=== DATA PROVIDED ===

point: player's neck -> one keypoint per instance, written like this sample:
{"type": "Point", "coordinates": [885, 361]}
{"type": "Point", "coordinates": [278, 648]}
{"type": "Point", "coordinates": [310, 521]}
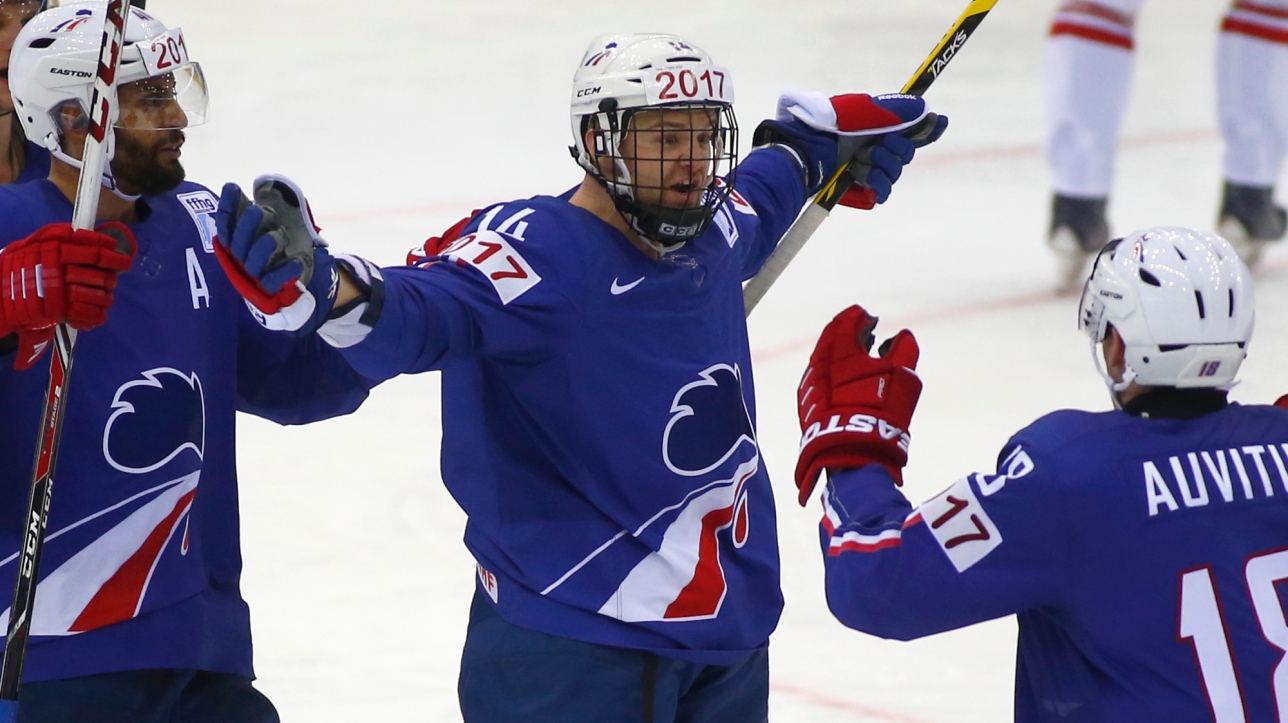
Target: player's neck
{"type": "Point", "coordinates": [8, 174]}
{"type": "Point", "coordinates": [593, 197]}
{"type": "Point", "coordinates": [110, 205]}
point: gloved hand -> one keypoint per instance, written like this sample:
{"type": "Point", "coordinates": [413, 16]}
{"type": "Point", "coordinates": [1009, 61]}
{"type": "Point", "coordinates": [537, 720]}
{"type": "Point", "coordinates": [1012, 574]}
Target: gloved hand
{"type": "Point", "coordinates": [854, 409]}
{"type": "Point", "coordinates": [274, 258]}
{"type": "Point", "coordinates": [59, 275]}
{"type": "Point", "coordinates": [880, 133]}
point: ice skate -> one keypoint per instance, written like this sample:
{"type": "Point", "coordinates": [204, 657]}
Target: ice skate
{"type": "Point", "coordinates": [1078, 230]}
{"type": "Point", "coordinates": [1250, 219]}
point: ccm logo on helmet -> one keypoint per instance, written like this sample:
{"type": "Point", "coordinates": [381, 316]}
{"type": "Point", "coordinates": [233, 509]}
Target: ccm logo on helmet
{"type": "Point", "coordinates": [71, 72]}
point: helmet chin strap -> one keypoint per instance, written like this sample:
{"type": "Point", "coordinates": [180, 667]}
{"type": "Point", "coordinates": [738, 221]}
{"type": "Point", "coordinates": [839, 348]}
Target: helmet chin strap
{"type": "Point", "coordinates": [108, 179]}
{"type": "Point", "coordinates": [1116, 388]}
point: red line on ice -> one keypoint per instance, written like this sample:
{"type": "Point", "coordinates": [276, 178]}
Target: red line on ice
{"type": "Point", "coordinates": [867, 712]}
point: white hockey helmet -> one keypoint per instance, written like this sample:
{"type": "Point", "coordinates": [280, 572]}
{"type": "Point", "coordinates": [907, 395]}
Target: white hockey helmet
{"type": "Point", "coordinates": [56, 58]}
{"type": "Point", "coordinates": [624, 74]}
{"type": "Point", "coordinates": [1180, 299]}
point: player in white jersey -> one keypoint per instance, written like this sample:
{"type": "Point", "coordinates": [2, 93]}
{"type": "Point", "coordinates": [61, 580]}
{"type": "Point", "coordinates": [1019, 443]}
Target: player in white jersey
{"type": "Point", "coordinates": [1087, 81]}
{"type": "Point", "coordinates": [598, 395]}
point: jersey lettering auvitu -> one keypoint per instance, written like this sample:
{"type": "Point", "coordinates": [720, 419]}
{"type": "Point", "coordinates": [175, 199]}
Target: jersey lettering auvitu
{"type": "Point", "coordinates": [1146, 561]}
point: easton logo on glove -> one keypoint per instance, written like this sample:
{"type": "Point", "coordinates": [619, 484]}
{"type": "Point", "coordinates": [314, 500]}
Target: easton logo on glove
{"type": "Point", "coordinates": [854, 409]}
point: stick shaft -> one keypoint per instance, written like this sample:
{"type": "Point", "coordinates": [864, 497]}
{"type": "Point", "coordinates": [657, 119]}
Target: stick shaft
{"type": "Point", "coordinates": [831, 193]}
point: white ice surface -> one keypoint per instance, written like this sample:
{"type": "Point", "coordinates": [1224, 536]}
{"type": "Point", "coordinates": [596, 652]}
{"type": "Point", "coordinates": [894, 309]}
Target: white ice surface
{"type": "Point", "coordinates": [401, 116]}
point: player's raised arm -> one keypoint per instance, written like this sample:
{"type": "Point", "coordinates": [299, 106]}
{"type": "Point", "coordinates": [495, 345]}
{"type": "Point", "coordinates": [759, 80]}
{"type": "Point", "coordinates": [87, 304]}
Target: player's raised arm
{"type": "Point", "coordinates": [819, 133]}
{"type": "Point", "coordinates": [1141, 549]}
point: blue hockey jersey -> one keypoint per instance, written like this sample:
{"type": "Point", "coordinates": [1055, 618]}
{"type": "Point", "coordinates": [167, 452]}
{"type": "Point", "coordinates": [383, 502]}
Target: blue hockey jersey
{"type": "Point", "coordinates": [142, 558]}
{"type": "Point", "coordinates": [599, 419]}
{"type": "Point", "coordinates": [1146, 561]}
{"type": "Point", "coordinates": [36, 165]}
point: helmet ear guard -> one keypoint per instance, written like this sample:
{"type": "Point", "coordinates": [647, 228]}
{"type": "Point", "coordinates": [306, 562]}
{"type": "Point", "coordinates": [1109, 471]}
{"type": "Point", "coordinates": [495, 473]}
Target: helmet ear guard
{"type": "Point", "coordinates": [1180, 299]}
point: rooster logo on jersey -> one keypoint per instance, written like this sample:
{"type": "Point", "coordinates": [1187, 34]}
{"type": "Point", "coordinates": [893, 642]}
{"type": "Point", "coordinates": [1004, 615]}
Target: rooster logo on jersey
{"type": "Point", "coordinates": [710, 433]}
{"type": "Point", "coordinates": [157, 423]}
{"type": "Point", "coordinates": [155, 419]}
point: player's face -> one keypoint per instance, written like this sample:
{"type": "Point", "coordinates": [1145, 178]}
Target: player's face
{"type": "Point", "coordinates": [13, 16]}
{"type": "Point", "coordinates": [150, 137]}
{"type": "Point", "coordinates": [671, 156]}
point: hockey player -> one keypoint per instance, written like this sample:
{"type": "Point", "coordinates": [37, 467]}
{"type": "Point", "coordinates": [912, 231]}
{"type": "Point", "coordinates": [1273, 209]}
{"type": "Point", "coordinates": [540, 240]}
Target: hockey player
{"type": "Point", "coordinates": [19, 160]}
{"type": "Point", "coordinates": [1087, 77]}
{"type": "Point", "coordinates": [138, 615]}
{"type": "Point", "coordinates": [1141, 549]}
{"type": "Point", "coordinates": [598, 414]}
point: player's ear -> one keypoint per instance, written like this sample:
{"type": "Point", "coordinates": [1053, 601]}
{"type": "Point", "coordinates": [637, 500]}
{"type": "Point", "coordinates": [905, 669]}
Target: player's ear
{"type": "Point", "coordinates": [72, 126]}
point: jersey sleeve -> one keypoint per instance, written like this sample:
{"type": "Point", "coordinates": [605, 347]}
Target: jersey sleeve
{"type": "Point", "coordinates": [293, 380]}
{"type": "Point", "coordinates": [772, 182]}
{"type": "Point", "coordinates": [987, 547]}
{"type": "Point", "coordinates": [486, 295]}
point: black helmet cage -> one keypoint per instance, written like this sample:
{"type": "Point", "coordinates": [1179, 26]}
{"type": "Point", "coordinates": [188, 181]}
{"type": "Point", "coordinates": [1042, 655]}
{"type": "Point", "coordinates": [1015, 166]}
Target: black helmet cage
{"type": "Point", "coordinates": [666, 227]}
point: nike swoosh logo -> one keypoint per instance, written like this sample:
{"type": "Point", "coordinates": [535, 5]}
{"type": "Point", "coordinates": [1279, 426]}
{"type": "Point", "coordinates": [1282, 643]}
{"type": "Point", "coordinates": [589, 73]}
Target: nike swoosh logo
{"type": "Point", "coordinates": [621, 289]}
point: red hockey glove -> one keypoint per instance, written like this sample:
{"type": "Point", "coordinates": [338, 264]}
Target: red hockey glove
{"type": "Point", "coordinates": [59, 276]}
{"type": "Point", "coordinates": [854, 407]}
{"type": "Point", "coordinates": [434, 245]}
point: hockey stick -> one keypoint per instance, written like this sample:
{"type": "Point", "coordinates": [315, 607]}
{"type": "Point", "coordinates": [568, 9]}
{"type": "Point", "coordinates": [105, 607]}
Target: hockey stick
{"type": "Point", "coordinates": [827, 199]}
{"type": "Point", "coordinates": [89, 186]}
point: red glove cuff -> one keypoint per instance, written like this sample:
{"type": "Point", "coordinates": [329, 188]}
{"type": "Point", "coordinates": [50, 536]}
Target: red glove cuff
{"type": "Point", "coordinates": [863, 441]}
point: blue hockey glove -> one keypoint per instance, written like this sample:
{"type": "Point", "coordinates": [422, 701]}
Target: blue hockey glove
{"type": "Point", "coordinates": [274, 258]}
{"type": "Point", "coordinates": [879, 133]}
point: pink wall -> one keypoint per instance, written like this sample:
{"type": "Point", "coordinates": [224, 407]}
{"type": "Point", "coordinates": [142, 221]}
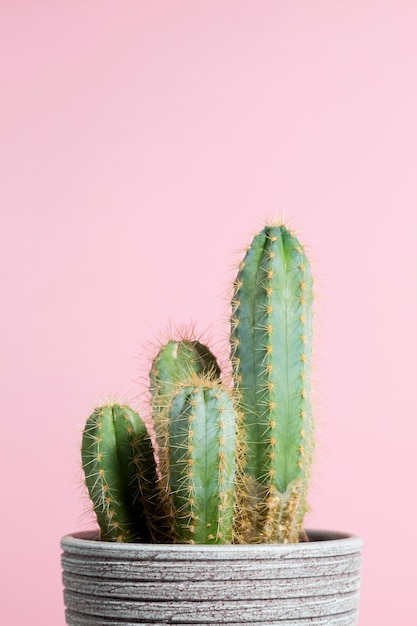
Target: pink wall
{"type": "Point", "coordinates": [142, 142]}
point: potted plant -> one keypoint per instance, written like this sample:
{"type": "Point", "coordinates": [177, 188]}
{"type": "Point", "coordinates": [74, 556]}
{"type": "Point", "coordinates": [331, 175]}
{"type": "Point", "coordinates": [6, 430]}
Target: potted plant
{"type": "Point", "coordinates": [213, 532]}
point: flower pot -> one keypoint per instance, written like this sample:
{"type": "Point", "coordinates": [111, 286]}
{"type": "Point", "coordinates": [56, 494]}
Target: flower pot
{"type": "Point", "coordinates": [305, 584]}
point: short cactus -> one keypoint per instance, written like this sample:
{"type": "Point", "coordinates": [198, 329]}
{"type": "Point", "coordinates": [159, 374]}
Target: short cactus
{"type": "Point", "coordinates": [120, 474]}
{"type": "Point", "coordinates": [271, 354]}
{"type": "Point", "coordinates": [198, 461]}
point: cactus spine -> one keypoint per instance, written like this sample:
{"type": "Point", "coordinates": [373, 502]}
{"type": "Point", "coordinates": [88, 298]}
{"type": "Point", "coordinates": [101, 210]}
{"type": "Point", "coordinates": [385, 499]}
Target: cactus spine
{"type": "Point", "coordinates": [120, 474]}
{"type": "Point", "coordinates": [176, 361]}
{"type": "Point", "coordinates": [198, 461]}
{"type": "Point", "coordinates": [271, 356]}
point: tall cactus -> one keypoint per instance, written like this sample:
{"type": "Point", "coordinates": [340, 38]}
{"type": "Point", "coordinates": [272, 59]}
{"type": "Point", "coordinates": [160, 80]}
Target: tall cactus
{"type": "Point", "coordinates": [271, 338]}
{"type": "Point", "coordinates": [198, 461]}
{"type": "Point", "coordinates": [120, 473]}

===

* AIM: Retype the data from its first line through the line holding "Target: player's neck", inclusive, and leave the pictures out.

* WORKED ANSWER:
point: player's neck -> one keypoint per instance, written like this sample:
{"type": "Point", "coordinates": [885, 361]}
{"type": "Point", "coordinates": [278, 648]}
{"type": "Point", "coordinates": [310, 521]}
Target: player's neck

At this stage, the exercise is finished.